Items from a data source
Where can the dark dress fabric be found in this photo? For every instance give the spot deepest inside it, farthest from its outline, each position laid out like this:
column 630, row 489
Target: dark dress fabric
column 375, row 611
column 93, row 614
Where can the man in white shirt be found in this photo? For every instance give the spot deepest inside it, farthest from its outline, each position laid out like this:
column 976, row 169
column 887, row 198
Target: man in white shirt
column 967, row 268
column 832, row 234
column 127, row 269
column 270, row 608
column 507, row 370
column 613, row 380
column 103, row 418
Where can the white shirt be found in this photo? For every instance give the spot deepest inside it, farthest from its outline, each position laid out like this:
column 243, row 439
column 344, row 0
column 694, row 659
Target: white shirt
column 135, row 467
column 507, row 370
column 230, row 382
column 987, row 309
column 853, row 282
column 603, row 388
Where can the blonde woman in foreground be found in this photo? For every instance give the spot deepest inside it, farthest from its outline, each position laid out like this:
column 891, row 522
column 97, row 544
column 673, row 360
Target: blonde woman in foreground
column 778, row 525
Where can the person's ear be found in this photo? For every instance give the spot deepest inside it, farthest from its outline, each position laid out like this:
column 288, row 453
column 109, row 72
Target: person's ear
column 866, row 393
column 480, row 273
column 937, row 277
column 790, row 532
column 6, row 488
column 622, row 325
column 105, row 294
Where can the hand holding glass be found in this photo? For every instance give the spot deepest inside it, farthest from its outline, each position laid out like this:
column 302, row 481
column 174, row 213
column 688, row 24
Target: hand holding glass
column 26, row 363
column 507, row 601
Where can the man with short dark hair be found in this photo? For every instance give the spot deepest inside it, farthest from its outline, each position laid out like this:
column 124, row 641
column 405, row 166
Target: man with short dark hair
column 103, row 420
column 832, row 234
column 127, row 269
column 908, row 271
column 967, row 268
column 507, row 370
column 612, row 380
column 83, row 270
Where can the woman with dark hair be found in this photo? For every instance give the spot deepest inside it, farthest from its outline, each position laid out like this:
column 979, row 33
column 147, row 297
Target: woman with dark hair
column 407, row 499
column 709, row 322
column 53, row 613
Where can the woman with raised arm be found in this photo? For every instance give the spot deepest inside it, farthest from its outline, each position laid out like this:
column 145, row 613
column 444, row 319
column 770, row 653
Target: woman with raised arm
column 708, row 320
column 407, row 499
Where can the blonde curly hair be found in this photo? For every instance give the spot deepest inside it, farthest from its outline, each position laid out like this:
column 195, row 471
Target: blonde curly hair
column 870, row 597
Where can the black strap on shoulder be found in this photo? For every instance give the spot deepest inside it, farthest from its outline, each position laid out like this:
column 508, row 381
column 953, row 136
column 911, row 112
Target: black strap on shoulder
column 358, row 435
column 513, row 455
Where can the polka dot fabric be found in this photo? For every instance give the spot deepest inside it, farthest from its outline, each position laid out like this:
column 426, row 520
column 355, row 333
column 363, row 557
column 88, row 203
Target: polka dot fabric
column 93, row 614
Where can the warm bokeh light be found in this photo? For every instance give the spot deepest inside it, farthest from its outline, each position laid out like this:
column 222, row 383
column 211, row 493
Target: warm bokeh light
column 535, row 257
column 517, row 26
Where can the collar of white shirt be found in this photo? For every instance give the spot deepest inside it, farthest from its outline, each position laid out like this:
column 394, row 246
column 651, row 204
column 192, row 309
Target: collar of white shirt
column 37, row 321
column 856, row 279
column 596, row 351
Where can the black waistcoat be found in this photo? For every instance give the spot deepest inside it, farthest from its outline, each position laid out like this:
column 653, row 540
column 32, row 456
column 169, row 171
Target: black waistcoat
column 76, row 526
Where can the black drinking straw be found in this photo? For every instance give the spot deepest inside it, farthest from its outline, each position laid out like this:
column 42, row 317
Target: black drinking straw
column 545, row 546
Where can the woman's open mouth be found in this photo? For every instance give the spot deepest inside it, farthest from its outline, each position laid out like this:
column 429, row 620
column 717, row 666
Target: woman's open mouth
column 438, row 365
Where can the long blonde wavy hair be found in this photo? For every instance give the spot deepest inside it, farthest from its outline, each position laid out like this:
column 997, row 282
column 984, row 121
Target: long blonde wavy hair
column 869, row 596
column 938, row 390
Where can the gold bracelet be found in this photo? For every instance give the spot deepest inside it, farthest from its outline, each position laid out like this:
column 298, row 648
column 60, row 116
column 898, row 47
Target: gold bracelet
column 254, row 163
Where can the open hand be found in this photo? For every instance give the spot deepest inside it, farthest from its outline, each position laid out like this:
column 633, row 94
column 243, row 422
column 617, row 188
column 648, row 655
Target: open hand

§ **The problem**:
The response must consist solely of the lines from the top of the records through the line holding "column 109, row 72", copied word for word.

§ **Your solution**:
Where can the dark dress fabric be found in this photo? For every instance give the spot deepest inside it, farthest from its outline, each position laid out like this:
column 630, row 489
Target: dark dress fabric
column 375, row 611
column 93, row 614
Where can the man in white shirt be found in this photo? For every instance give the spot deepest inside it, farthest from its outline, each position laid out like this:
column 976, row 169
column 887, row 198
Target: man in white shirt
column 967, row 268
column 832, row 234
column 127, row 269
column 270, row 608
column 507, row 370
column 613, row 380
column 103, row 418
Where can the white shirt be found in this photo? For every instance give the spot deepest inside it, farthest from its outline, each position laid out like this:
column 243, row 439
column 344, row 0
column 694, row 659
Target: white shirt
column 135, row 467
column 507, row 370
column 230, row 382
column 987, row 309
column 853, row 282
column 603, row 388
Where can the blonde woman in foreground be found in this photo? For every instance give the spot deepest inside it, farthest from its outline, each position laid out like this:
column 891, row 522
column 97, row 544
column 673, row 360
Target: blonde woman in foreground
column 778, row 525
Where can the person's ear be found in this photo? For every instance give the spot deepest inside it, farthest from its outline, each position laid out like this:
column 288, row 453
column 109, row 72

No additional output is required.